Excerpted text =
▼▼▼

Tropospheric Hot Spot- Why it does not exist...

[Wuwei]

WTF are you talking about? Heat is energy, it is measured in Joules. If it isn`t energy then what is it ?
And then "Furthermore radiatitive heat transfer by EM energy ". The adjective for radiate is radiative not "radiatitive".
Typical gibberish which clearly indicates that you are pretentious and have no idea what any of the terms you re-defined here actually mean.
Like this nonsense:"Entropy says nothing about the flow of energy one way or another"
Really?
That shows that you have no clue whatsoever.
Entropy is about the transfer of energy, as opposed to enthalpy which is the energy content of a system and not about the transfer of energy
Typical indicators that you are one of the science impostors grand standing here ! I bet anything that the moment your WiFi gets cut your "expertise" in physics goes poof in an instant.

Do you also believe that thermal radiation cannot emit from a colder object to a hotter one?

 

[Billy_Bob]

the whole point was that the AGW hypothesis is based on radiation from CO2...and it is built entirely on radiation and assumes that CO2 radiates all the energy it absorbs...it doesn't take convection or conduction even into consideration.....and the amount of energy that CO2 actually radiates as opposed to losing to conduction is about one billionth the amount of energy that the AGW hypothesis assumes that CO2 is radiating in all directions.

Water vapor is also triatomic and has the same type of vibration states as CO2. Do you use the same "logic" for water too? If it weren't for water vapor the entire earth would be near freezing.

CO2's primary absorption/emission band is 16-21um. Water Vapor is 6um to 65um. When we consider that water vapor dwarfs CO2 in concentration by a factor of 2,400 it becomes painfully obvious we have a gorilla in the room that can stop all of CO2's activity and not even breath hard.

▲▲▲

Information supplied =
▼▼▼

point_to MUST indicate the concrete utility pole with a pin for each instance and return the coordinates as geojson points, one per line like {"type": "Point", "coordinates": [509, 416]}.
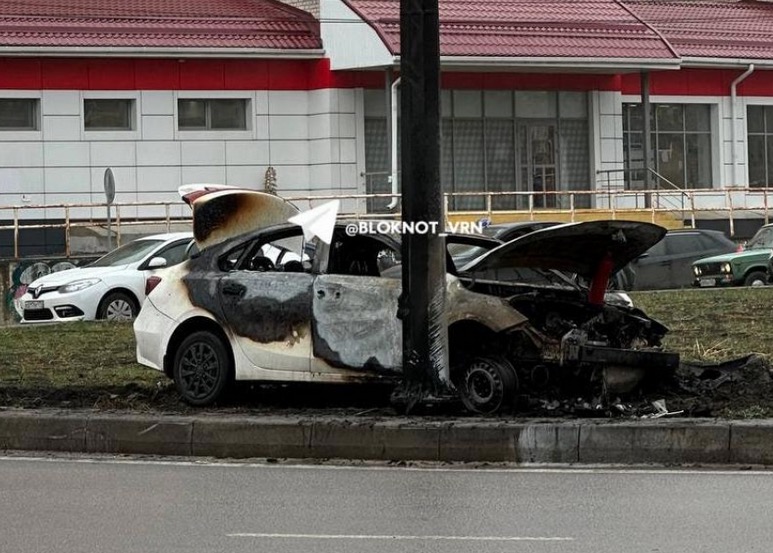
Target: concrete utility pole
{"type": "Point", "coordinates": [422, 304]}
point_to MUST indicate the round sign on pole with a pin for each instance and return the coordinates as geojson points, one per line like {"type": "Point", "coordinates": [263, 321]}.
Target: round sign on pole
{"type": "Point", "coordinates": [109, 186]}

▲▲▲

Problem set =
A - Translate this sentence from the hot spot thread into Spanish: "Water vapor is also triatomic and has the same type of vibration states as CO2."
B - Please reproduce the hot spot thread word for word from "WTF are you" up to and including "in an instant.".
The records have no connection to the hot spot thread.

Solution set =
A - El vapor de agua también es triatómico y tiene el mismo tipo de estados de vibración que el CO2.

B -
WTF are you talking about? Heat is energy, it is measured in Joules. If it isn`t energy then what is it ?
And then "Furthermore radiatitive heat transfer by EM energy ". The adjective for radiate is radiative not "radiatitive".
Typical gibberish which clearly indicates that you are pretentious and have no idea what any of the terms you re-defined here actually mean.
Like this nonsense:"Entropy says nothing about the flow of energy one way or another"
Really?
That shows that you have no clue whatsoever.
Entropy is about the transfer of energy, as opposed to enthalpy which is the energy content of a system and not about the transfer of energy
Typical indicators that you are one of the science impostors grand standing here ! I bet anything that the moment your WiFi gets cut your "expertise" in physics goes poof in an instant.